**Exercise aim**
The answer should consist of all the records, written out word for word.

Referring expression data
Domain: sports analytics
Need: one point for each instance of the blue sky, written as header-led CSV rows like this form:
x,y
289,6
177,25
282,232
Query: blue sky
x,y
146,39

**Expected answer**
Domain: sports analytics
Need: one point for each instance of the blue sky, written as header-led CSV rows like this form:
x,y
289,6
177,25
282,232
Query: blue sky
x,y
146,39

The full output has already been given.